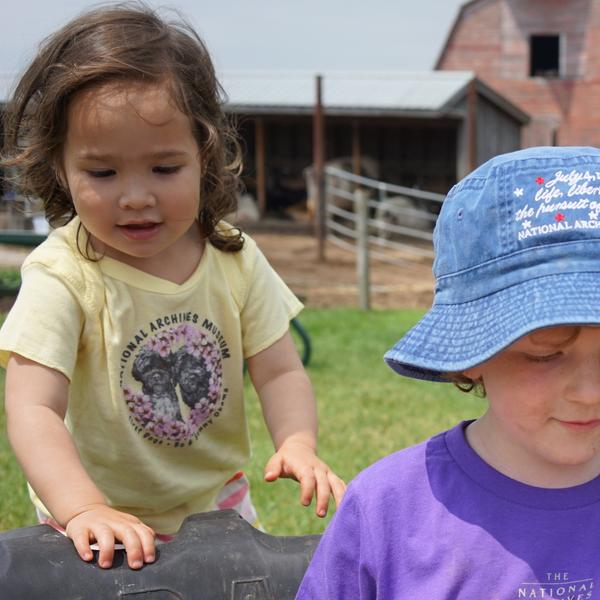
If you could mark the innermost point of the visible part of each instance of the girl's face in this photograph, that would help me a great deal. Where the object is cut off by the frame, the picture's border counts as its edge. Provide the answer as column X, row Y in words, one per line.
column 132, row 166
column 542, row 426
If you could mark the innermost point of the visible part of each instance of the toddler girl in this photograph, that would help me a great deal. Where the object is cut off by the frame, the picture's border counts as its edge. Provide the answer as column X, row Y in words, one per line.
column 124, row 351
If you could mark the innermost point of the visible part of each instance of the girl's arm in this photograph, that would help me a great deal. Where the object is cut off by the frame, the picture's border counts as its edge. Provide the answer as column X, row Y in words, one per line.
column 36, row 404
column 290, row 413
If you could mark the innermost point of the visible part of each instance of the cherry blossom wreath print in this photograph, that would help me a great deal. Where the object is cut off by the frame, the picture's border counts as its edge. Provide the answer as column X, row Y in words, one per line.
column 179, row 389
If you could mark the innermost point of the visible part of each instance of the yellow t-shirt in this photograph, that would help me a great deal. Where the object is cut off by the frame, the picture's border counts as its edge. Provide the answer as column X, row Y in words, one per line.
column 155, row 368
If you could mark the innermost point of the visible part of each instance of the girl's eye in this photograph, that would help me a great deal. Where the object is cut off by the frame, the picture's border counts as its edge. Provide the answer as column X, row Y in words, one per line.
column 102, row 173
column 166, row 170
column 543, row 357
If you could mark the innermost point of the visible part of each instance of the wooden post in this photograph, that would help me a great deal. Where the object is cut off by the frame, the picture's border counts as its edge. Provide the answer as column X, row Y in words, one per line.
column 319, row 163
column 356, row 147
column 259, row 152
column 472, row 123
column 362, row 248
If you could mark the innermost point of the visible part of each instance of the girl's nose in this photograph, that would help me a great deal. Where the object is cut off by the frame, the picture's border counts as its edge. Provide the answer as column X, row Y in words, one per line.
column 136, row 196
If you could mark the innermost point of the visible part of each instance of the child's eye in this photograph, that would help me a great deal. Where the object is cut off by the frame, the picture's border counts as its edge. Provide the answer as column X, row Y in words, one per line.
column 166, row 170
column 543, row 357
column 101, row 173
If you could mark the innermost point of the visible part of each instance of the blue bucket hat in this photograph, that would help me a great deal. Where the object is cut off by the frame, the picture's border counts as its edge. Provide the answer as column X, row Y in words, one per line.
column 517, row 247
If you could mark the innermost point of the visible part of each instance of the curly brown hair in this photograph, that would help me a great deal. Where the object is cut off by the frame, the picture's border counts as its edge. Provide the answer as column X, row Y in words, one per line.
column 121, row 42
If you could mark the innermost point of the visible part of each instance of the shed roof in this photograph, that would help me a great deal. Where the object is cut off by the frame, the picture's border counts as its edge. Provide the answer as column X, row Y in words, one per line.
column 428, row 94
column 412, row 93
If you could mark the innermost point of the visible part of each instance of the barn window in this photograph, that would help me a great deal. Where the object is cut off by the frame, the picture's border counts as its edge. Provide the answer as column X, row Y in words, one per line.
column 544, row 56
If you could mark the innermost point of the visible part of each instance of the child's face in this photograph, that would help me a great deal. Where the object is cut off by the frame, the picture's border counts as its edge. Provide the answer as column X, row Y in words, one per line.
column 542, row 425
column 133, row 169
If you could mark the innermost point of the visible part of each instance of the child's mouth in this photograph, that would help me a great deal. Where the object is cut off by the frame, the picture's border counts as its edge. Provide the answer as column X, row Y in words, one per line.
column 140, row 231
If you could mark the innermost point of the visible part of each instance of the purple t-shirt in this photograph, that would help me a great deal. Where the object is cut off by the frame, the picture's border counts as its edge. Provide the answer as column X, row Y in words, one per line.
column 435, row 522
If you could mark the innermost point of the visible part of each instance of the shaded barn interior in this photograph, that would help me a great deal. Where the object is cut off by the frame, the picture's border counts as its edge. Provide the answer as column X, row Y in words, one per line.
column 419, row 130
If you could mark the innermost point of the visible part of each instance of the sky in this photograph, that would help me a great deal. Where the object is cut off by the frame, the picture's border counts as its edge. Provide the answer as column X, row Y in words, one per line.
column 282, row 35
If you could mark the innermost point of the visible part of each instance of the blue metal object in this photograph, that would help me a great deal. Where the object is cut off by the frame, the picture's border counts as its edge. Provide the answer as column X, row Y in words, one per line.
column 214, row 556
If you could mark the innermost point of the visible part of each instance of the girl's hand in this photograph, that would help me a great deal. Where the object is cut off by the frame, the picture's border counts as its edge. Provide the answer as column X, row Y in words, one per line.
column 297, row 460
column 102, row 524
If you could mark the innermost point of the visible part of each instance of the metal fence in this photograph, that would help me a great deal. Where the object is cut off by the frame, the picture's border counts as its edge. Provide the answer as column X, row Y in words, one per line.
column 378, row 220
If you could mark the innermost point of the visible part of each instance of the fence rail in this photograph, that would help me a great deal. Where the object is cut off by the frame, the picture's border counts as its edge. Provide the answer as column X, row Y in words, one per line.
column 378, row 220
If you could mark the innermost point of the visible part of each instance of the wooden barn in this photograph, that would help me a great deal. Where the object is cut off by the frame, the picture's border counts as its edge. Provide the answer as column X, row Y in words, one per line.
column 422, row 130
column 544, row 55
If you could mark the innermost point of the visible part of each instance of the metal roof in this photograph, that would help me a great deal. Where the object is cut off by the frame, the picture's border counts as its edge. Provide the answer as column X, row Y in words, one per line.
column 412, row 93
column 430, row 93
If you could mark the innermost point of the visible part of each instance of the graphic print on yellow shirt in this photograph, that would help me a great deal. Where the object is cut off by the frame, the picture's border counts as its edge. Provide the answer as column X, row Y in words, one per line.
column 172, row 378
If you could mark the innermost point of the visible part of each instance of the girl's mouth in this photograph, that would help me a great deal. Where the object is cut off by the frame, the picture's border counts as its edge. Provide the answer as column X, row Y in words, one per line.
column 140, row 231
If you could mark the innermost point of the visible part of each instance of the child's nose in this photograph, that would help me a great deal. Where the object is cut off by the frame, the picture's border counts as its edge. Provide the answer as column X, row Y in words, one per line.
column 585, row 381
column 135, row 195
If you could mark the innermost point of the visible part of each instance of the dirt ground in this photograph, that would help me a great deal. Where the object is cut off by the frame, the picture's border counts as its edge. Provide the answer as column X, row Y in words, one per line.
column 333, row 282
column 323, row 284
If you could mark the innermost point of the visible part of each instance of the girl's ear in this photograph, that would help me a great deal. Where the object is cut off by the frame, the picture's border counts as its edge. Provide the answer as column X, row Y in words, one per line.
column 59, row 173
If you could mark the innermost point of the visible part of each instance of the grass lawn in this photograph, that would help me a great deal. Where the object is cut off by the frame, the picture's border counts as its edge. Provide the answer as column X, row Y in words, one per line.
column 366, row 411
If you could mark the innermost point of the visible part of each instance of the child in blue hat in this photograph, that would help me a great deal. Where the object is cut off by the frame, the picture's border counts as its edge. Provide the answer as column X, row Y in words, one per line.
column 506, row 506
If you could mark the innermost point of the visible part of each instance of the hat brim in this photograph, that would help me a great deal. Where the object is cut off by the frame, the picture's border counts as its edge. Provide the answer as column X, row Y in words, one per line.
column 453, row 337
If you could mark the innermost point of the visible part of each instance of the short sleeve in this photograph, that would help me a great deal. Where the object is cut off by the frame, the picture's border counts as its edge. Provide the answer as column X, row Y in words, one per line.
column 340, row 568
column 268, row 308
column 45, row 323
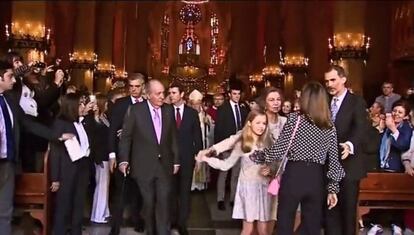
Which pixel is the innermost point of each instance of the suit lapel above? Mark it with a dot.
(184, 117)
(148, 119)
(165, 122)
(342, 108)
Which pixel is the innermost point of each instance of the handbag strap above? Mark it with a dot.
(284, 158)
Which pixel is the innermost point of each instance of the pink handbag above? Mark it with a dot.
(274, 185)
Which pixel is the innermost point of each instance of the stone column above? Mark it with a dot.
(104, 39)
(293, 40)
(349, 17)
(29, 15)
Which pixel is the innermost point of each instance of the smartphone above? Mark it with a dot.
(92, 98)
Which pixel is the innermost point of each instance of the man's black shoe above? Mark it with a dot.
(140, 227)
(183, 231)
(221, 206)
(114, 231)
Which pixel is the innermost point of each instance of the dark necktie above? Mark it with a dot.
(9, 130)
(334, 108)
(178, 118)
(238, 119)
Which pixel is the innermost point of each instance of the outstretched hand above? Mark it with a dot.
(258, 157)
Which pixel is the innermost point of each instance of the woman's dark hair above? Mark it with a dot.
(313, 103)
(69, 108)
(403, 103)
(261, 100)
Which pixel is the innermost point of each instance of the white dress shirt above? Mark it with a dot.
(339, 101)
(28, 104)
(234, 112)
(3, 140)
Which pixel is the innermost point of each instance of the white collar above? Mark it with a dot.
(181, 107)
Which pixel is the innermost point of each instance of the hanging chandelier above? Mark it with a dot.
(349, 46)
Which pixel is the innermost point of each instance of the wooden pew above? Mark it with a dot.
(32, 194)
(384, 190)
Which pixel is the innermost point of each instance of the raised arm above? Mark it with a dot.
(335, 170)
(227, 163)
(278, 150)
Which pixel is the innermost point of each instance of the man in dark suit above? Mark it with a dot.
(189, 143)
(149, 147)
(230, 119)
(11, 118)
(349, 117)
(124, 186)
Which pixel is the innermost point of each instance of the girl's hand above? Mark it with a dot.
(55, 186)
(408, 169)
(265, 171)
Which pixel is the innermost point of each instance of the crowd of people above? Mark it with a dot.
(148, 146)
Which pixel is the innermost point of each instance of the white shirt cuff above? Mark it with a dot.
(112, 155)
(351, 147)
(395, 135)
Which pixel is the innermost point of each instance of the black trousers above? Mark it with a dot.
(181, 196)
(70, 198)
(125, 191)
(303, 183)
(341, 220)
(156, 194)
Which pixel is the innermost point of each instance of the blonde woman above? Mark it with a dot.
(252, 203)
(313, 149)
(270, 100)
(201, 176)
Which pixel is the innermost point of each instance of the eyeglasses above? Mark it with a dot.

━━━

▶ _WHAT IS REQUIRED_
What is needed is an exact copy of the lines from the one containing "girl's hand above? Mark it with a dot." through the last line of the records, and nothing else.

▶ _RESPONSE BOX_
Which pixel is the innermost point of each instance of the girl's hand above? Mark it with a dot.
(55, 186)
(408, 169)
(265, 171)
Which pixel is the innermost point of each instance of the crowd of people above? Mark it with a dot.
(148, 146)
Which pixel is the innermost point of each instance of the white shirt cuff above? Mark it with a dot.
(112, 155)
(351, 147)
(395, 135)
Which pixel is the innermost point of each instance of the black trousers above? Mark it with a dot.
(181, 196)
(70, 198)
(125, 191)
(303, 183)
(341, 220)
(156, 194)
Which pixel is the innermost point of each instance of the blonde woman above? Mark it with a dot.
(252, 203)
(313, 149)
(270, 100)
(201, 176)
Which pixel is the innermost point of each instance of the eyeglasses above? Mark it with a dot.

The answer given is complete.